> Task to carry out
Rewrite the stretch from the line containing "Mark each instance of the pork" through the line containing "Target: wooden table", replacing "single point" with "single dot" and leaving everything else unchanged.

--- Begin Material provided ---

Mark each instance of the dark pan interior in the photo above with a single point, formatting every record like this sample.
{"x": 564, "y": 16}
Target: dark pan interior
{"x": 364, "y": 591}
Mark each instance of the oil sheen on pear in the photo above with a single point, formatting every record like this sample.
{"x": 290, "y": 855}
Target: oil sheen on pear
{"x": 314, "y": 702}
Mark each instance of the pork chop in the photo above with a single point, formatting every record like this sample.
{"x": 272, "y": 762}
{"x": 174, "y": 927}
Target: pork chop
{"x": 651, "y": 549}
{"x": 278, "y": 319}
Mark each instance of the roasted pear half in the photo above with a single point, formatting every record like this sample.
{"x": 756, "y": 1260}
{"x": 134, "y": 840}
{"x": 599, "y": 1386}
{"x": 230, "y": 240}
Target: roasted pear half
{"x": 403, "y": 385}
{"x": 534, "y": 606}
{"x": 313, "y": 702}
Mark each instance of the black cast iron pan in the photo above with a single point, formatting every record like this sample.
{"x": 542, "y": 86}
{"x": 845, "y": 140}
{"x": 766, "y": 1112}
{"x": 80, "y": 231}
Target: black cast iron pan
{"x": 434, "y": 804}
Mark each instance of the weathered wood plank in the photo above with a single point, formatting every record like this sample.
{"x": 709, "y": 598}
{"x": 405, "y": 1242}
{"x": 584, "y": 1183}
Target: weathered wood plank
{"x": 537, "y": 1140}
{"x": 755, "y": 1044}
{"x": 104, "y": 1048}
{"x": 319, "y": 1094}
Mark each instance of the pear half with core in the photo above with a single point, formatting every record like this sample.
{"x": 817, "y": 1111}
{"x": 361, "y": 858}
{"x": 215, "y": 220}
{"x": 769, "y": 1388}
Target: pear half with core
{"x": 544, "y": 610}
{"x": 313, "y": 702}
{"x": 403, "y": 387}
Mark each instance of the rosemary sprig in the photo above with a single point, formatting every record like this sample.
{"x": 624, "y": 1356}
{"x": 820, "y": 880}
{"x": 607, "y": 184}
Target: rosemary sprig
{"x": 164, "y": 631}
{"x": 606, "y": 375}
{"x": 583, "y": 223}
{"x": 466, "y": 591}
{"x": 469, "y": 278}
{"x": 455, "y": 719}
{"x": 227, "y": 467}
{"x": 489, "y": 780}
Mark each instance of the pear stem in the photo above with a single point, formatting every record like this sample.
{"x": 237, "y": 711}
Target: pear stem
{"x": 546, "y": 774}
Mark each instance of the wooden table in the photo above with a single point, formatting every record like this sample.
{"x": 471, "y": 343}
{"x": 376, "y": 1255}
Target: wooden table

--- End Material provided ---
--- Begin Material provided ---

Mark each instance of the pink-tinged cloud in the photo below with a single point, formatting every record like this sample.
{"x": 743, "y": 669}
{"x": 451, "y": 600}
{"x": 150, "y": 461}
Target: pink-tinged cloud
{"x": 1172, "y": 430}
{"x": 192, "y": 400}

--- End Material provided ---

> Response
Mark each instance of the pork chop in the photo above with a single dot, formatting every record like this sample.
{"x": 272, "y": 762}
{"x": 174, "y": 927}
Target: pork chop
{"x": 651, "y": 549}
{"x": 278, "y": 319}
Mark each instance of the roasted pear half in the photo above with a single dot, formatting every record like this sample.
{"x": 756, "y": 1260}
{"x": 134, "y": 840}
{"x": 599, "y": 1386}
{"x": 230, "y": 240}
Target: roasted pear half
{"x": 403, "y": 385}
{"x": 534, "y": 606}
{"x": 313, "y": 702}
Mark each instance of the black cast iron pan in the photo above with a single dot, formatting every record like this sample.
{"x": 542, "y": 86}
{"x": 845, "y": 140}
{"x": 766, "y": 1112}
{"x": 80, "y": 231}
Target: black cast iron pan
{"x": 434, "y": 804}
Mark each instance of the weathered wood plank in the photo above with a single dot, formatting every record like this sample.
{"x": 709, "y": 598}
{"x": 405, "y": 1242}
{"x": 584, "y": 1183}
Target: weathered wood plank
{"x": 537, "y": 1140}
{"x": 755, "y": 1044}
{"x": 104, "y": 1048}
{"x": 319, "y": 1094}
Mark each instance of the pear half with core in the photo above with a single dot, formatting every record like this sample.
{"x": 817, "y": 1111}
{"x": 361, "y": 858}
{"x": 215, "y": 220}
{"x": 769, "y": 1388}
Target: pear half with core
{"x": 544, "y": 610}
{"x": 313, "y": 702}
{"x": 403, "y": 387}
Mark each instance of the rosemary sprig in the photo above with a single dot, formatting every record like this sample.
{"x": 624, "y": 1356}
{"x": 820, "y": 880}
{"x": 607, "y": 184}
Target: rosemary sprig
{"x": 164, "y": 631}
{"x": 606, "y": 375}
{"x": 583, "y": 223}
{"x": 466, "y": 591}
{"x": 469, "y": 278}
{"x": 455, "y": 719}
{"x": 227, "y": 467}
{"x": 489, "y": 780}
Mark each instance of the pear stem in the photo above with a single dot, formatting every record like this sample.
{"x": 237, "y": 711}
Target: pear stem
{"x": 546, "y": 774}
Mark each instance of the wooden table in the photo above with a single dot, formatting every record like this sample.
{"x": 471, "y": 343}
{"x": 376, "y": 1255}
Target: wooden table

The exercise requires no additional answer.